__PROMPT__
Please give back each line below unchanged; none of the pictures should appear.

»»

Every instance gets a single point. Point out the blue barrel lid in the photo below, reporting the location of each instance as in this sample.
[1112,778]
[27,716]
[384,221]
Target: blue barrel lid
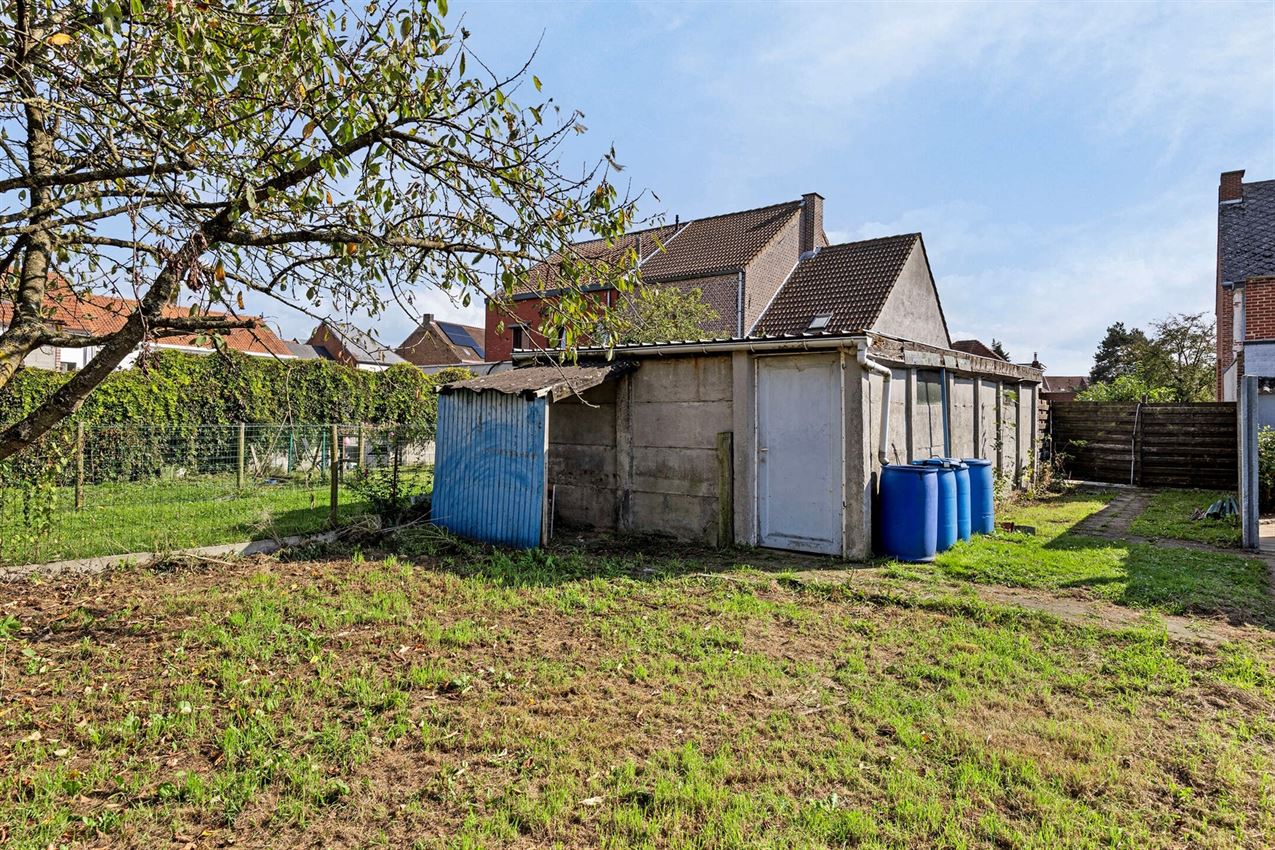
[944,463]
[907,468]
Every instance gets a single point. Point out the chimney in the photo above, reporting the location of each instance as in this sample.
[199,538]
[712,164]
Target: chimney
[811,223]
[1232,187]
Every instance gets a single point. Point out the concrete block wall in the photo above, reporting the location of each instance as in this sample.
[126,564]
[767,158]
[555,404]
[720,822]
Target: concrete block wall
[676,410]
[582,460]
[963,413]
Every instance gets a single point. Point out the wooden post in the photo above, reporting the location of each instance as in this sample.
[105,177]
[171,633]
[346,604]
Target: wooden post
[239,468]
[726,488]
[79,465]
[1000,428]
[1250,483]
[333,473]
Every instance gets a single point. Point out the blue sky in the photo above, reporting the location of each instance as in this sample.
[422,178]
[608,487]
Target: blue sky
[1061,159]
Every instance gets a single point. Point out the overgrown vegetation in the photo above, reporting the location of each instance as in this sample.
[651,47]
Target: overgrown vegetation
[179,389]
[1172,363]
[1139,575]
[576,698]
[1171,515]
[170,428]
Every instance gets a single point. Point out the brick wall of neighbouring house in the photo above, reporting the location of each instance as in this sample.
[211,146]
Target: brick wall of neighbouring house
[1259,309]
[768,272]
[1231,189]
[1225,314]
[529,314]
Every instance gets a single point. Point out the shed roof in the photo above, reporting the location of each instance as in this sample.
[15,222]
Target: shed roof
[536,381]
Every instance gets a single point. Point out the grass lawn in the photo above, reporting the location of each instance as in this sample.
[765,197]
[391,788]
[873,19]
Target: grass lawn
[1172,580]
[1169,516]
[166,515]
[579,700]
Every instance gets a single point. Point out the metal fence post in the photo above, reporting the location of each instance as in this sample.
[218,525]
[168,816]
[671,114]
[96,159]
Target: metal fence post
[79,465]
[1250,487]
[239,469]
[334,473]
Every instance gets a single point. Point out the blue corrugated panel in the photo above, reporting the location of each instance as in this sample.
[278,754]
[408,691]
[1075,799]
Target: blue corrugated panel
[488,474]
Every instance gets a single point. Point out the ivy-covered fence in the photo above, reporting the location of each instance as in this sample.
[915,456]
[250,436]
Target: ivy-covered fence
[174,389]
[194,450]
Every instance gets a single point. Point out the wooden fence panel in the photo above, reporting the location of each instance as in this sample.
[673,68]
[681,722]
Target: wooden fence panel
[1154,445]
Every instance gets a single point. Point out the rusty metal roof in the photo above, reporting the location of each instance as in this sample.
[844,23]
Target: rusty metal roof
[536,381]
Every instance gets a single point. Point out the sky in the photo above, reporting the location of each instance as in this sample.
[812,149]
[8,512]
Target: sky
[1061,161]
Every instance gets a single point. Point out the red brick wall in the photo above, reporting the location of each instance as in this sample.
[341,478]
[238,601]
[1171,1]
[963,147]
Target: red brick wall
[1260,309]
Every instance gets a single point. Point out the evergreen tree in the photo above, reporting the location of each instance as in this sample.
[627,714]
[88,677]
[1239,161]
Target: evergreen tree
[1117,354]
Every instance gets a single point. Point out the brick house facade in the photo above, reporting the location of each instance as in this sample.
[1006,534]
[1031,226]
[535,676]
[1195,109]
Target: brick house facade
[738,261]
[1245,288]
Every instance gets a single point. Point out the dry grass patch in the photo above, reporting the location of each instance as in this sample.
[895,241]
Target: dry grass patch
[495,701]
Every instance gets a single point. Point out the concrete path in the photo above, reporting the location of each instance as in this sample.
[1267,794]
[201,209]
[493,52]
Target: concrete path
[1116,518]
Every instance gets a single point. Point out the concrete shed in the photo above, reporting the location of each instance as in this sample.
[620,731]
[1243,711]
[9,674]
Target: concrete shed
[770,441]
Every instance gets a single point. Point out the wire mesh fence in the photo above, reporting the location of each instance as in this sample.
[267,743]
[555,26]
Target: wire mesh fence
[115,489]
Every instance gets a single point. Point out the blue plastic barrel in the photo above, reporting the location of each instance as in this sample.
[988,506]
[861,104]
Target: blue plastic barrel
[909,512]
[982,498]
[963,506]
[949,504]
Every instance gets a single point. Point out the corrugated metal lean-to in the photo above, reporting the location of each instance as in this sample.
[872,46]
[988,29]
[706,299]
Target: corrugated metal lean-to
[488,475]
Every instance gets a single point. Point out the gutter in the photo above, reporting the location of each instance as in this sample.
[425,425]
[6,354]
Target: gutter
[886,376]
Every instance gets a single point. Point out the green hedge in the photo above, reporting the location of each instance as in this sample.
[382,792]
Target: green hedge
[179,389]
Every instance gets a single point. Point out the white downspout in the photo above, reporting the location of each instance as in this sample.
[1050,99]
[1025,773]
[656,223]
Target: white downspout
[886,375]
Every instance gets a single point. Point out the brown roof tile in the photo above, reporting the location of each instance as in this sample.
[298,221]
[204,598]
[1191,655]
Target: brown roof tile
[699,247]
[93,314]
[719,244]
[849,283]
[974,347]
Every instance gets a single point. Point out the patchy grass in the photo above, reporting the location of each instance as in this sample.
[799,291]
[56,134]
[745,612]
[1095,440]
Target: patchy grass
[1169,516]
[619,701]
[1172,580]
[167,515]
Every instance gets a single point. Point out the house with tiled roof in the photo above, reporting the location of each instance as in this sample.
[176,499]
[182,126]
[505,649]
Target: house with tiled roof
[764,272]
[342,342]
[1062,388]
[94,315]
[976,347]
[1246,284]
[443,343]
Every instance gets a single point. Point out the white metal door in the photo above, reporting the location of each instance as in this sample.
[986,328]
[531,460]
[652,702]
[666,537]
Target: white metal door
[800,446]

««

__RESULT BELOW__
Every instance gets a single point. Point out the blue barrel lid in the photo below, reporting the location of each instance as in this sample.
[1112,778]
[27,716]
[384,221]
Target: blue barrel lid
[944,463]
[907,468]
Every instance gets a single point. Point out the chimney in the photo above, reporting the location of each instance as in this sample.
[199,538]
[712,164]
Target: chimney
[811,223]
[1232,187]
Every instance gets a single point. Point out the concrete block wall in the photo above, reporting the location of each instance as in this sample.
[126,564]
[767,158]
[555,404]
[720,822]
Target: concrete block wall
[676,410]
[582,460]
[963,413]
Every instance gets a single point. Point out the wooden post in the photo above, reporting the location of each instance as in this sample.
[105,177]
[171,633]
[346,604]
Target: wooden post
[239,468]
[726,488]
[79,465]
[1000,428]
[1250,483]
[333,473]
Every instance gets a single point. Point out the blue sky in the photo above, reporting the location of each instance as in this sample.
[422,178]
[608,487]
Target: blue sky
[1061,159]
Every instance gets a single point. Point out the overgrown vegetation in the photo above, reporting the location of each instance as in this sample.
[651,47]
Target: overgrown vegetation
[179,389]
[1172,363]
[1139,575]
[576,698]
[1171,515]
[170,428]
Every instance gets a single point. Point out the brick wall of neighbouring house in the photo above, reporting the location of each instance as in this sample.
[211,146]
Target: brick wall of neighbouring house
[1259,309]
[768,272]
[1231,189]
[1225,314]
[529,314]
Every instance gets a single point. Point out the shed roof in the photo above, reporting the location of each instance as in this sample.
[15,222]
Target: shed roof
[536,381]
Every instance gets a single point. Point out the grass lawn in the photo above, reporting the location of each instance as in this sample.
[765,197]
[391,788]
[873,19]
Target: grass lawn
[1172,580]
[1169,516]
[166,515]
[579,700]
Every instance gets a single point. Point out the metal fence post in the photo above, reporting the location of each instance as in this sample.
[218,525]
[168,816]
[671,114]
[96,159]
Target: metal fence post
[79,465]
[1250,487]
[239,469]
[334,473]
Every instance gets a single point. Point out the blue corrugated panel in the photo above, reporting the location of each instance as in this sample.
[278,754]
[408,691]
[1075,799]
Target: blue corrugated panel
[488,474]
Every instance gets a single point. Point out the ivy-covered fence in the photo above, reporting the location of each instance as in this sample.
[915,456]
[250,436]
Target: ivy-covered fence
[174,389]
[194,450]
Every instance gets a single point. Point out the wooden fence panel in the photo above, reporting the location of each instance as in this sample.
[673,68]
[681,722]
Target: wooden fence panel
[1154,445]
Every instance gets a single point. Point out the rusty metal roof in the photo above, reporting the location of each instance as in this sample.
[844,23]
Target: rusty metal roof
[536,381]
Every instance gets a single point. Point out the sky in the photo above, reporting the location of each instance as in this sample.
[812,149]
[8,512]
Target: sky
[1061,161]
Every instance gets a single point. Point out the red brick wall in the photo above, reporting the location of each instance as in this sample.
[341,478]
[238,601]
[1171,1]
[963,147]
Target: red brick wall
[1260,309]
Every instance gets a single point. Point out the evergreen tree in the photo above, reporting the location of each instance as in this sample.
[627,714]
[88,677]
[1239,161]
Target: evergreen tree
[1117,354]
Every instance gets a single point. Point out the brick house facade in the photo above, reporting the location of each instance as in this sample.
[1006,534]
[1031,226]
[535,676]
[1195,109]
Target: brick house facade
[738,261]
[1245,288]
Every instance gets a single point. Point out the dry grass patch in the photo above, reporting the location of each instance as in this sample.
[895,241]
Target: dry grass patch
[495,701]
Every instance gets a single point. Point out the concrete path in the photo above, reporting the location of each instance as in this sample.
[1267,794]
[201,209]
[493,52]
Target: concrete path
[1116,518]
Every instance gets a single point. Point out the concrete shed in the photo above, reporting the location of each instance as in this sample.
[620,731]
[1243,711]
[9,674]
Target: concrete shed
[770,441]
Every instance gets a single point. Point out the wire mesh fence in the photo above, reporting the location of each instance as in this sample.
[267,743]
[555,26]
Target: wire mesh fence
[115,489]
Every instance gets a single point. Point out the blue plastic barrel in the photo above, reporting the location of each instance as in this sample.
[988,506]
[861,104]
Target: blue plastic barrel
[909,512]
[982,498]
[963,506]
[949,504]
Every instance gets a single point. Point out the corrugated metal lean-to in the photo above, reporting the location of each instance as in this sample.
[872,46]
[988,29]
[706,299]
Target: corrugated metal lean-to
[488,475]
Every instance gets a single point. Point out the gutter in the photo above, reporting the location of each instance as in this sample.
[425,425]
[6,354]
Target: gutter
[886,376]
Every instance gets a single point. Point out the green hedge in the photo above, reporting the location of each instance as in this sample.
[382,792]
Target: green hedge
[179,389]
Every instance gets a single point. Point out the white downspout in the photo above, reporting the location of each instance as in this sample.
[1050,99]
[1025,773]
[656,223]
Target: white downspout
[886,375]
Every instance gets a single point. Point out the brown roof tile in the photo above, reporting the location of each instance as in this sample.
[298,221]
[204,598]
[1191,655]
Target: brown roof tile
[699,247]
[93,314]
[719,244]
[849,283]
[974,347]
Every instance gets a single point. Point out the patchy grass in the photo above, reporting the location of each instance as in this sample.
[799,291]
[56,134]
[745,612]
[1095,440]
Target: patchy grass
[1169,516]
[619,701]
[1172,580]
[167,515]
Every instance gets a single point. Point out the house with tiled roof in the photo above, reporting the location of each instance as in this sample.
[176,499]
[182,126]
[505,649]
Target: house with tiled roof
[764,272]
[342,342]
[1062,388]
[94,315]
[976,347]
[1246,284]
[443,343]
Every instance gets a single point. Point out the white metal door in the photo above, reporting the location of each instance as in this sample.
[986,328]
[531,460]
[652,702]
[666,537]
Target: white metal door
[800,446]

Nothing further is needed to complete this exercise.